PASSAGE GIVEN:
-- begin --

Adam Smith's Wealth of Nations, published coincidently the same year as the Declaration of Independence, is considered by many economic scholars to be the early framework of capitalism. Smith is often designated in business and politics as the pillar of the free-market system. Supporters of globalization are convinced that the positive effects originate in the Wealth of Nations. The opposition believes Adam Smith would be repulsed by our contemporary globalization strategies because it is missing the moral sentiment espoused by Smith. Even though Adam Smith would acknowledge that some people are casualties of globalization, he would conclude that corporate investments into poor economies, unequivocally raises the standard of living.
Globalization is not a new business concept and has been in practice in various forms dating back centuries. Adam Smith was the first person to conceptualize the idea and formulate his philosophy in the Wealth of Nations. Smith’s “invisible hand” metaphor explains how the motivation of the individual, a strong workforce and a decentralized market are the driving forces for economic prosperity.

-- end --

WRITTEN TASK A:
Quote the passage on Adam Smith and globalization in full, word for word.
The rows bear no relation to the passage on Adam Smith and globalization.

DATA TO USE:

-- begin --

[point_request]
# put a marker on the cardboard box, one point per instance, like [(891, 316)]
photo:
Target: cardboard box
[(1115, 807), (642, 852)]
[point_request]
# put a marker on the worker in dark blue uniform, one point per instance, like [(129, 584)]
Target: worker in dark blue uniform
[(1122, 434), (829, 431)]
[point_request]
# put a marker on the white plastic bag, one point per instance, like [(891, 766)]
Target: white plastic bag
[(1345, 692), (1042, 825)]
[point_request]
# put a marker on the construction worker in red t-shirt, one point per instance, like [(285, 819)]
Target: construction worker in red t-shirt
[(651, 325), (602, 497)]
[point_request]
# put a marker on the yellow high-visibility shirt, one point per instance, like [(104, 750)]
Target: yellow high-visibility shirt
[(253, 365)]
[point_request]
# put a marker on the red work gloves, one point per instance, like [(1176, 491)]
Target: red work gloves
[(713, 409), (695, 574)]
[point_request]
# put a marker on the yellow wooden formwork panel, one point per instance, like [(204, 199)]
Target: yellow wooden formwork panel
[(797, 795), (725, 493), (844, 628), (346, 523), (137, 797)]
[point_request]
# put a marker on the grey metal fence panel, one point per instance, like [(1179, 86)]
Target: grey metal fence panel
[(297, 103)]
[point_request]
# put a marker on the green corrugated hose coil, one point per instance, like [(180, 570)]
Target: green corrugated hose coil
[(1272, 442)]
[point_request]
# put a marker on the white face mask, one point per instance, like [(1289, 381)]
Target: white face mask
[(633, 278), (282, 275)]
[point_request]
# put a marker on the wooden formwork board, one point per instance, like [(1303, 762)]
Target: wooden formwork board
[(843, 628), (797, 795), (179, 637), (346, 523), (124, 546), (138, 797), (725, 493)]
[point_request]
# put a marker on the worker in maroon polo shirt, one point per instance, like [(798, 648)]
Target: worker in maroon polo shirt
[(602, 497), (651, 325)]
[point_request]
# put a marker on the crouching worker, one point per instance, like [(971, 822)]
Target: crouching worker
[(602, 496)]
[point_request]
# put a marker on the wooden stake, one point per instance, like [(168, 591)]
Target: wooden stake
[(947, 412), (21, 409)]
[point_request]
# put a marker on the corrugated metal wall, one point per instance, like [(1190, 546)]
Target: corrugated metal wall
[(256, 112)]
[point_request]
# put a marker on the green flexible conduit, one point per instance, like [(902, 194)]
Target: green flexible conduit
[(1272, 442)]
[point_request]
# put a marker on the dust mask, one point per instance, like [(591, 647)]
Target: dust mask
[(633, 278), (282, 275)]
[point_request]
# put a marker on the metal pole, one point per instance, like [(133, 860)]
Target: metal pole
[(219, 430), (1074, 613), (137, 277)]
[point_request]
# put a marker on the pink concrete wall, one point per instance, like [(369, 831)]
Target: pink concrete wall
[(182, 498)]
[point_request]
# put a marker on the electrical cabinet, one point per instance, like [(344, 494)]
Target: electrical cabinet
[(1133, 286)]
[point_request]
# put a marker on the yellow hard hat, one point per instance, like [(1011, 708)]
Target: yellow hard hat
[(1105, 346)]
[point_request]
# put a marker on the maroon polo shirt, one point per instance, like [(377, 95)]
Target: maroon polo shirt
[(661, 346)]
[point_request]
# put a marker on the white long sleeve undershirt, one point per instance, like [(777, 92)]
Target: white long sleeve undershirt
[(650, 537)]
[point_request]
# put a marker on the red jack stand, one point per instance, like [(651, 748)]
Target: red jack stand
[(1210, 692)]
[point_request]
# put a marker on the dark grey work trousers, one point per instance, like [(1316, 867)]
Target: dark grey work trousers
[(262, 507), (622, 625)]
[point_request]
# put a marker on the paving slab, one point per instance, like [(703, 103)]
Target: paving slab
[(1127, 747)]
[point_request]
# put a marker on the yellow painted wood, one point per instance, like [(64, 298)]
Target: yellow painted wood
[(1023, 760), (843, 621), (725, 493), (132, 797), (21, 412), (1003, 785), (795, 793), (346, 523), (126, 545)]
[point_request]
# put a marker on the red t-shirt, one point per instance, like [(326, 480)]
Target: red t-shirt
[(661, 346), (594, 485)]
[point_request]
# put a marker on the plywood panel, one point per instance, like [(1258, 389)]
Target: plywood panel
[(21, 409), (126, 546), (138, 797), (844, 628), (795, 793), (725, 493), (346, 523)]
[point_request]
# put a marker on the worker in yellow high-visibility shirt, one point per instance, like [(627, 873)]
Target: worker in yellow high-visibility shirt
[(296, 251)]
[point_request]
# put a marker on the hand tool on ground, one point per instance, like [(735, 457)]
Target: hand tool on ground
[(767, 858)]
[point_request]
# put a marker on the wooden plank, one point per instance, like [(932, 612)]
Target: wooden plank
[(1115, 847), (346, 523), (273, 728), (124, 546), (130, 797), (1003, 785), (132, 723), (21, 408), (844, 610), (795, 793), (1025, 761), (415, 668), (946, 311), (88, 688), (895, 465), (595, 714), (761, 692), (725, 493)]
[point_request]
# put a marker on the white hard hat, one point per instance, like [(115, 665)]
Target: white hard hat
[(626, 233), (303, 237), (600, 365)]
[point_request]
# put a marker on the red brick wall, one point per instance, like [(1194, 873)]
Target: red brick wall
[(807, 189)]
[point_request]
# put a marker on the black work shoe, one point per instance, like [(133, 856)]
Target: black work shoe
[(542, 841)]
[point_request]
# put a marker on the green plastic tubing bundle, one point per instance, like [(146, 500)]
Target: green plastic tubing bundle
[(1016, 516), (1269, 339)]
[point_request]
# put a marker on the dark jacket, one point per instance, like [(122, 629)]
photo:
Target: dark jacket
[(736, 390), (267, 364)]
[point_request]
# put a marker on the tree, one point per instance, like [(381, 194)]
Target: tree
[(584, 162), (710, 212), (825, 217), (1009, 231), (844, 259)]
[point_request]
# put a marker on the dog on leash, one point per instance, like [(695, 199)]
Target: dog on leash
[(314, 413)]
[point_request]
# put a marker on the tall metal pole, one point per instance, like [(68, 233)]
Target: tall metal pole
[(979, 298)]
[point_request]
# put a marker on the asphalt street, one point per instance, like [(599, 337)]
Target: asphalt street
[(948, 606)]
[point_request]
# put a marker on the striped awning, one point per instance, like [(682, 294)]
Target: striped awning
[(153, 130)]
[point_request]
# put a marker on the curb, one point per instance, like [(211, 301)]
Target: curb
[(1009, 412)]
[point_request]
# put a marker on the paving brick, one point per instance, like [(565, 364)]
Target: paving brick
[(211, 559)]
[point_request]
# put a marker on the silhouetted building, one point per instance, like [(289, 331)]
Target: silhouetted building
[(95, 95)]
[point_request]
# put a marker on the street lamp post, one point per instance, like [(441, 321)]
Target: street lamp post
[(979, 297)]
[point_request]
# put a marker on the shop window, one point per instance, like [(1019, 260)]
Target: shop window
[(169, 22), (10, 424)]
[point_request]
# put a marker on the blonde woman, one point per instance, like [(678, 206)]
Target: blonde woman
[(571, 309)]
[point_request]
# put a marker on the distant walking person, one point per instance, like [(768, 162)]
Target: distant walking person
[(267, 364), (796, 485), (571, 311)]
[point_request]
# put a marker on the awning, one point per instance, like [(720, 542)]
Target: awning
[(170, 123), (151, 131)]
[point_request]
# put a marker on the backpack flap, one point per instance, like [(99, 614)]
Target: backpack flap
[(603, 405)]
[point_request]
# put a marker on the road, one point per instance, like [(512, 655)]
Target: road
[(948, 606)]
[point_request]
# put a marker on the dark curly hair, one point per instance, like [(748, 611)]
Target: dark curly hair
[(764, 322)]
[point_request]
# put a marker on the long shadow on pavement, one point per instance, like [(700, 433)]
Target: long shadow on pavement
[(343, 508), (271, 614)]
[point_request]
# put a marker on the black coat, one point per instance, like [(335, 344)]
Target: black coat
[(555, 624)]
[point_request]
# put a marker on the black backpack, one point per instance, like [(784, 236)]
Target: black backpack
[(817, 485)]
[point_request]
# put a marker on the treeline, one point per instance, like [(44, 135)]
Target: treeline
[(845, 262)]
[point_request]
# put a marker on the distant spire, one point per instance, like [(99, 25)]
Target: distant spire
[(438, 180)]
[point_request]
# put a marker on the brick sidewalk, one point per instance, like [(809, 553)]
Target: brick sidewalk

-- end --

WRITTEN TASK B:
Write out the rows verbatim, beginning at their first line and stopping after the line that contains "[(602, 497), (651, 325)]".

EXERCISE SOLUTION A:
Adam Smith's Wealth of Nations, published coincidently the same year as the Declaration of Independence, is considered by many economic scholars to be the early framework of capitalism. Smith is often designated in business and politics as the pillar of the free-market system. Supporters of globalization are convinced that the positive effects originate in the Wealth of Nations. The opposition believes Adam Smith would be repulsed by our contemporary globalization strategies because it is missing the moral sentiment espoused by Smith. Even though Adam Smith would acknowledge that some people are casualties of globalization, he would conclude that corporate investments into poor economies, unequivocally raises the standard of living.
Globalization is not a new business concept and has been in practice in various forms dating back centuries. Adam Smith was the first person to conceptualize the idea and formulate his philosophy in the Wealth of Nations. Smith’s “invisible hand” metaphor explains how the motivation of the individual, a strong workforce and a decentralized market are the driving forces for economic prosperity.

EXERCISE SOLUTION B:
[point_request]
# put a marker on the cardboard box, one point per instance, like [(891, 316)]
photo:
Target: cardboard box
[(1115, 807), (642, 852)]
[point_request]
# put a marker on the worker in dark blue uniform, one point per instance, like [(129, 584)]
Target: worker in dark blue uniform
[(1122, 434), (829, 431)]
[point_request]
# put a marker on the white plastic bag, one point per instance, like [(891, 766)]
Target: white plastic bag
[(1345, 692), (1042, 825)]
[point_request]
# put a marker on the construction worker in red t-shirt, one point per instance, like [(285, 819)]
Target: construction worker in red t-shirt
[(651, 325), (602, 497)]
[point_request]
# put a marker on the yellow high-visibility shirt, one point per instance, like [(104, 750)]
Target: yellow high-visibility shirt
[(253, 365)]
[point_request]
# put a marker on the red work gloves, one point per instance, like [(1176, 491)]
Target: red work gloves
[(713, 409), (695, 574)]
[point_request]
# put a marker on the yellow wooden formwork panel, one point per instance, like [(204, 199)]
Target: yellow wooden formwork panel
[(797, 795), (725, 493), (844, 628), (346, 523), (137, 797)]
[point_request]
# put a marker on the grey metal fence panel, one point per instance, like [(1179, 86)]
Target: grey metal fence panel
[(297, 103)]
[point_request]
# put a marker on the green corrugated hose coil, one point per instance, like [(180, 570)]
Target: green corrugated hose coil
[(1272, 442)]
[point_request]
# put a marker on the white face mask, one point per instance, like [(1289, 381)]
Target: white face mask
[(633, 278), (282, 275)]
[point_request]
# put a marker on the wooden formwork board, one point per instance, like [(1303, 762)]
Target: wooden formwork board
[(843, 628), (797, 795), (179, 637), (346, 523), (124, 546), (138, 797), (725, 493)]
[point_request]
# put a marker on the worker in maroon polo shirt, one point per instance, like [(798, 648)]
Target: worker in maroon polo shirt
[(602, 497), (651, 325)]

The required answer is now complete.